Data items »
'''

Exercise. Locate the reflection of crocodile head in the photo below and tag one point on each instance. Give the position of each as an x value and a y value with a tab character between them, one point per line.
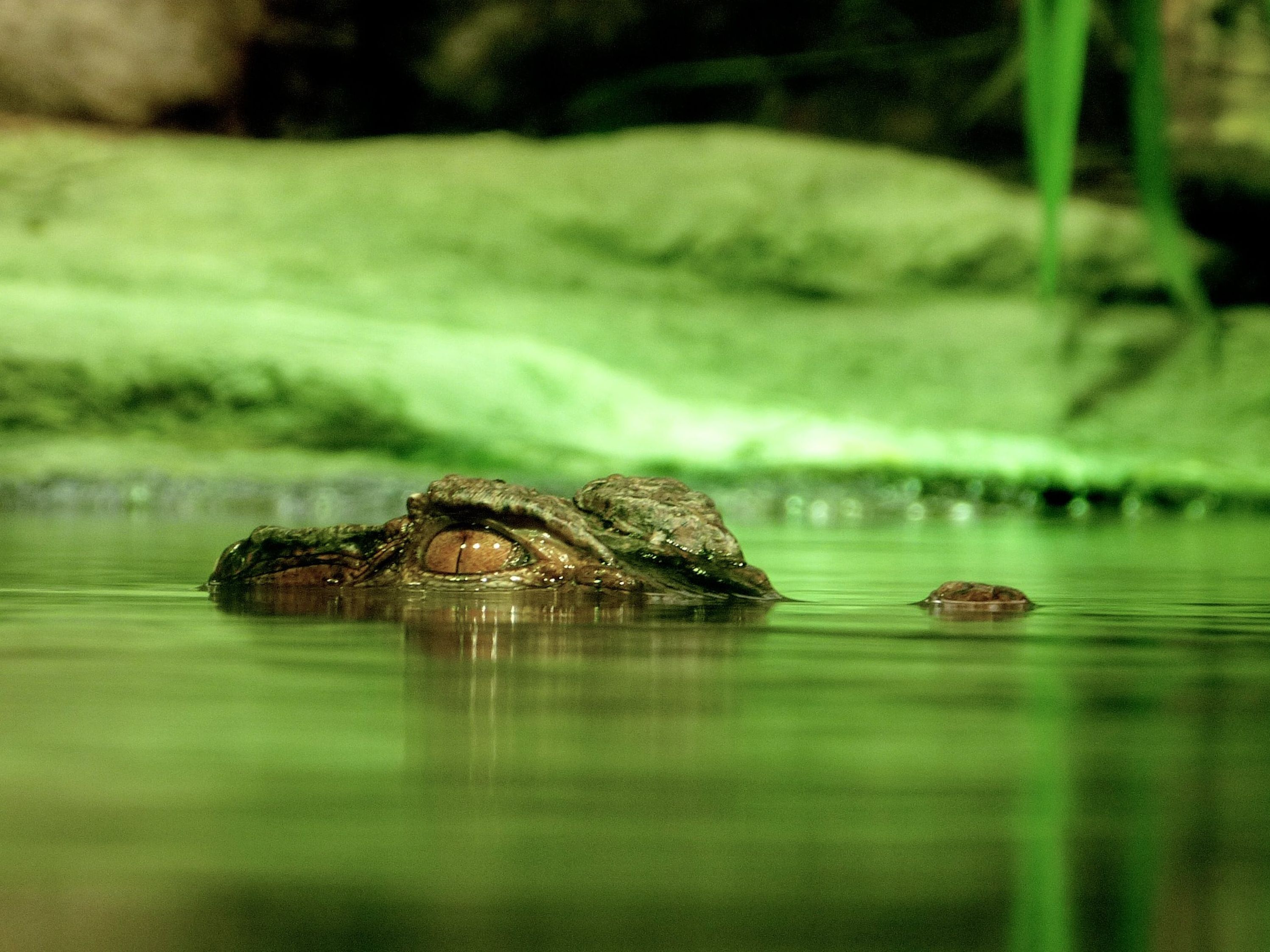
616	534
524	623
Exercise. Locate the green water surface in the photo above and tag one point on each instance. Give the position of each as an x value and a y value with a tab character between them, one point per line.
842	772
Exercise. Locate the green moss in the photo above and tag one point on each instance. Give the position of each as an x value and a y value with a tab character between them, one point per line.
732	302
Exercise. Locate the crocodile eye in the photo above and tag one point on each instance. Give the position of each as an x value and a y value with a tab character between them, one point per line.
470	552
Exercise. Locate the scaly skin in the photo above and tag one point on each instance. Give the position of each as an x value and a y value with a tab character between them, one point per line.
486	535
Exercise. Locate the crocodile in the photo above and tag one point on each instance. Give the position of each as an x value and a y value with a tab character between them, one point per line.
620	533
465	534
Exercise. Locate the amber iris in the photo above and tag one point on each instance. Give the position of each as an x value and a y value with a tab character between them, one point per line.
468	552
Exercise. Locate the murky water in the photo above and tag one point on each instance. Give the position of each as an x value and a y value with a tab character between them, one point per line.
837	773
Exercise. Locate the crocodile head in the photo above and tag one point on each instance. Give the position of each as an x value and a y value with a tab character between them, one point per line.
465	534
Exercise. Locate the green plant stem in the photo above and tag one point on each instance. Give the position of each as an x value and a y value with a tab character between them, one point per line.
1056	36
1150	120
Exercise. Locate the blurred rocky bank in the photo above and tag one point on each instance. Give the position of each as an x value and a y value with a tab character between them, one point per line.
826	328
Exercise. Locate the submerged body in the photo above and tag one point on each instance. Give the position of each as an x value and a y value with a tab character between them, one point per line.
467	534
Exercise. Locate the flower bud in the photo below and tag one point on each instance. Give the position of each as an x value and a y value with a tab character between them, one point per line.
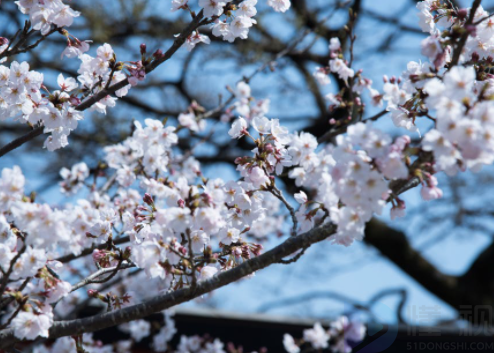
92	293
143	48
148	199
462	14
158	54
127	253
98	255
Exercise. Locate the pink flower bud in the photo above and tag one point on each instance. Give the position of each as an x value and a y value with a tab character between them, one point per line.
158	54
98	255
148	199
143	48
74	100
462	14
93	293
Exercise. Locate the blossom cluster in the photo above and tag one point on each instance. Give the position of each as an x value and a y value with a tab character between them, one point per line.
349	184
339	338
44	14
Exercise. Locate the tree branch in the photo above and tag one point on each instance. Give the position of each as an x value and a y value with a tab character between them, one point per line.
165	301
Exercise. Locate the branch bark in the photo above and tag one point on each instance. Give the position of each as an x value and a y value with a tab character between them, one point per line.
165	301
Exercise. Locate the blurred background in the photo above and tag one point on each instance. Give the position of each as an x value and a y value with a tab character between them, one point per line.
420	270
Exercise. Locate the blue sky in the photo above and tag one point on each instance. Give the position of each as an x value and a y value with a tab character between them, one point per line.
358	271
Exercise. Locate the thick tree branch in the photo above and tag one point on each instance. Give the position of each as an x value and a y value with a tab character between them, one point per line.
165	301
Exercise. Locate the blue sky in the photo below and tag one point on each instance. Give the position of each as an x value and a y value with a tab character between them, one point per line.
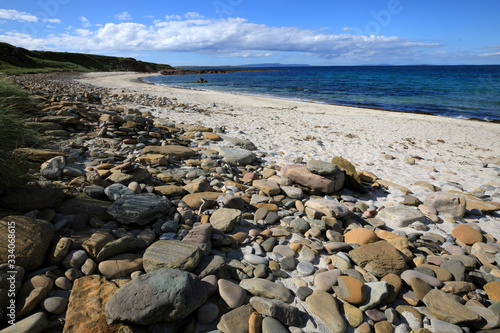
233	32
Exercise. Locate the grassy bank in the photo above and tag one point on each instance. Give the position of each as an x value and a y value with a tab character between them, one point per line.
15	107
16	61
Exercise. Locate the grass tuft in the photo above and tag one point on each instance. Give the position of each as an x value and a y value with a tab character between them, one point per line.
15	108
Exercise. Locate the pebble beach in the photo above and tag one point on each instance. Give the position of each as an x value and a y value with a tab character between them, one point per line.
175	210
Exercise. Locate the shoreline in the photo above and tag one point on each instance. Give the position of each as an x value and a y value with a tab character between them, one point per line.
494	121
403	148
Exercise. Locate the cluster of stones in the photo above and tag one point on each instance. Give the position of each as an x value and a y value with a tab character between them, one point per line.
142	225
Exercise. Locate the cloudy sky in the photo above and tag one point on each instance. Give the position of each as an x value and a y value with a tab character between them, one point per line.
233	32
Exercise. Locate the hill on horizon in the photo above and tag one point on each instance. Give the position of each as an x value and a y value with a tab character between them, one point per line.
16	60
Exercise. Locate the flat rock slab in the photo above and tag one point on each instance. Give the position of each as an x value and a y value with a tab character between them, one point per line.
267	289
400	216
239	156
446	308
326	308
195	200
139	209
171	254
379	258
299	174
330	208
448	203
27	199
163	295
245	144
286	313
225	219
171	150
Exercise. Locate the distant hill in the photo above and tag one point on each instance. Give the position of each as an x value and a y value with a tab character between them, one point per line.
274	65
16	60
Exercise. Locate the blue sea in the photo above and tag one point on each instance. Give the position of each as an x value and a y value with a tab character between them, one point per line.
470	92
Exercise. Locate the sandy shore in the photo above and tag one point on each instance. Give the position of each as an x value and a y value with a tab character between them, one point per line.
447	151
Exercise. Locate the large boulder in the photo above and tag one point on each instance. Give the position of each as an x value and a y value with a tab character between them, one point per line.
29	238
301	175
379	258
139	209
353	181
163	295
31	198
86	305
171	254
235	155
400	216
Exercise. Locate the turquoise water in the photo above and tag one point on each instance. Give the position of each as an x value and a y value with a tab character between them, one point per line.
471	92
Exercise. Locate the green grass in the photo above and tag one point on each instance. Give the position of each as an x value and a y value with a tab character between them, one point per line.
15	107
16	61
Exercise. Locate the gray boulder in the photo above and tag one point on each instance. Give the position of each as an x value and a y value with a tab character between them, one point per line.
171	254
163	295
139	209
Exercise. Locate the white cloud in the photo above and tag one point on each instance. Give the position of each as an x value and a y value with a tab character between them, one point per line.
226	37
12	14
124	16
85	21
192	15
172	17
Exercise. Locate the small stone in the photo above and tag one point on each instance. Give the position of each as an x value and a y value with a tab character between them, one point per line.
55	305
286	313
360	236
467	234
326	280
237	320
231	293
225	219
492	289
353	314
267	289
305	268
303	292
272	325
383	327
207	313
350	290
325	307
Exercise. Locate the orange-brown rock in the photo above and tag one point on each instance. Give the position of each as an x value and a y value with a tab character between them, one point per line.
492	289
350	290
360	236
85	312
467	234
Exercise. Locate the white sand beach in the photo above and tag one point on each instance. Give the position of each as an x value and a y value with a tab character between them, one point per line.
448	152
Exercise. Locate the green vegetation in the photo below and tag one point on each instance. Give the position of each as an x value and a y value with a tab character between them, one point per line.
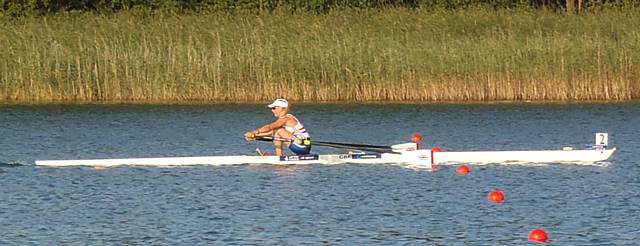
389	54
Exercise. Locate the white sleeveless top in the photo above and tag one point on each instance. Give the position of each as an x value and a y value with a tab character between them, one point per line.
298	130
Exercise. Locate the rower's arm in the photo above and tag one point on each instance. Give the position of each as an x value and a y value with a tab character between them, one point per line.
268	128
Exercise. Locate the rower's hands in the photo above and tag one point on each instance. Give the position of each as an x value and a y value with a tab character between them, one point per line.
249	136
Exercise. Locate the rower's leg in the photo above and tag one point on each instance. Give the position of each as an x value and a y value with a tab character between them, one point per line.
281	133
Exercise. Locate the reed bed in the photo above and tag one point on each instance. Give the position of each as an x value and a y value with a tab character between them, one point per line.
344	55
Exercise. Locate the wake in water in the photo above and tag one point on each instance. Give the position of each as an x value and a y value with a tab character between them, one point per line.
12	163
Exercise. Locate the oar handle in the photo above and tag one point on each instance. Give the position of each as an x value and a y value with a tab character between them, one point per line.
364	147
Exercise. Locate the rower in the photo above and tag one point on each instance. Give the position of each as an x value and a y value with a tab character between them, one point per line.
285	127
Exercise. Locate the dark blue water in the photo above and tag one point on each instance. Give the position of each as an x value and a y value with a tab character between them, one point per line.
343	205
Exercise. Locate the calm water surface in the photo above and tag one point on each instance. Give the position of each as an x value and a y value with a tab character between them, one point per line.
333	205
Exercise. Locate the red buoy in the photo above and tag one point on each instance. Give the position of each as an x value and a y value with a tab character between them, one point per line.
538	235
416	137
462	169
496	196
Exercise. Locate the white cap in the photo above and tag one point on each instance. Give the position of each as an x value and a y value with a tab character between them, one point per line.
280	102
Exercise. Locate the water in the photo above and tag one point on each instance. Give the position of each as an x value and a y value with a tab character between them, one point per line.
344	204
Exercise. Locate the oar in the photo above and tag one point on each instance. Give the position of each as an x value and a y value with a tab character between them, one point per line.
364	147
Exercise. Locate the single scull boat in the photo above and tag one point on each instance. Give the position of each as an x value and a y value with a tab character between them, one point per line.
406	154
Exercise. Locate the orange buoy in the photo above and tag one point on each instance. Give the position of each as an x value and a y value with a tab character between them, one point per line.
496	196
416	137
538	235
462	169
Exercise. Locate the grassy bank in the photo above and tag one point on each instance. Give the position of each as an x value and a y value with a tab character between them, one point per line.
346	55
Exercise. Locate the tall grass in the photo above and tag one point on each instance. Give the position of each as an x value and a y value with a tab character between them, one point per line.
345	55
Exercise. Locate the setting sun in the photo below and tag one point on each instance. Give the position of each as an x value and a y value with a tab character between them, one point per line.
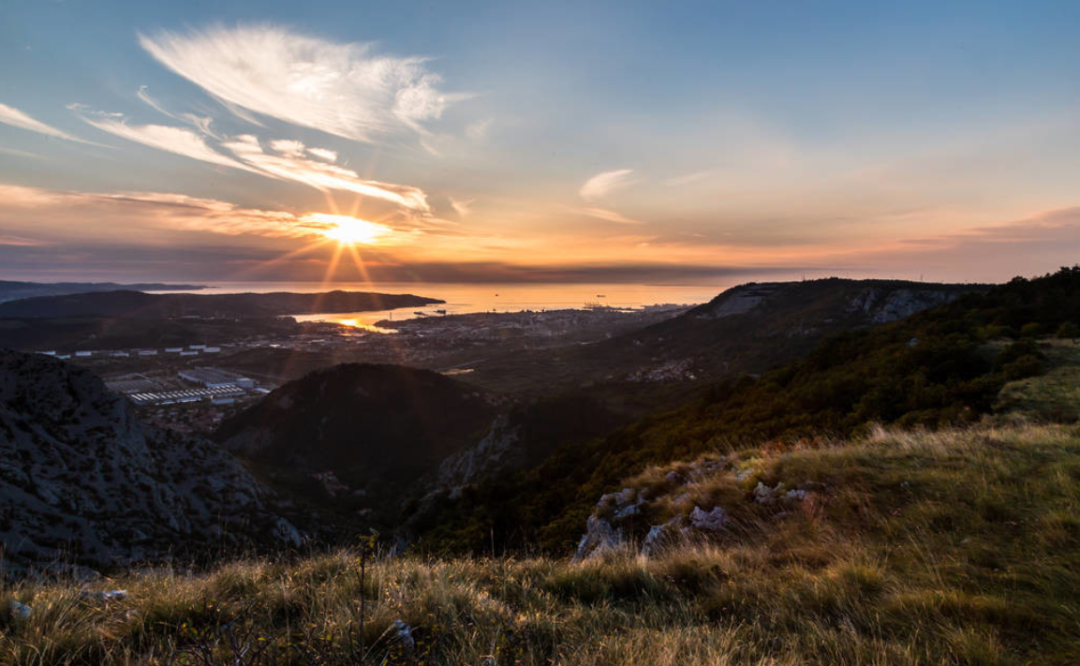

'''

Assigned task » Reproduce, word for word, the lines from the one containing "Exercise. Locate the orange buoy" through the final line above. Leave every picture out.

Task response »
Exercise. Locate the orange buoy in the photo above and tag one point on each instance. Give the position of each as an x value and a y value with a tab character between them, one point per line.
496	196
416	137
538	235
462	169
Exercise. Locate the grassy bank in the photo above and tag one point on each instance. Give the position of each as an x value and a y value with a tab character between them, one point per line.
346	55
Exercise. Locate the tall grass in the photo above and tag one point on each instance. Give the position of each as an x value and a y value with a tab character between them, one point per line.
345	55
Exercise. Locate the setting sun in the photo below and tag one point on each instance. Give the position of each as an x value and a y value with a tab character between them, one point per line.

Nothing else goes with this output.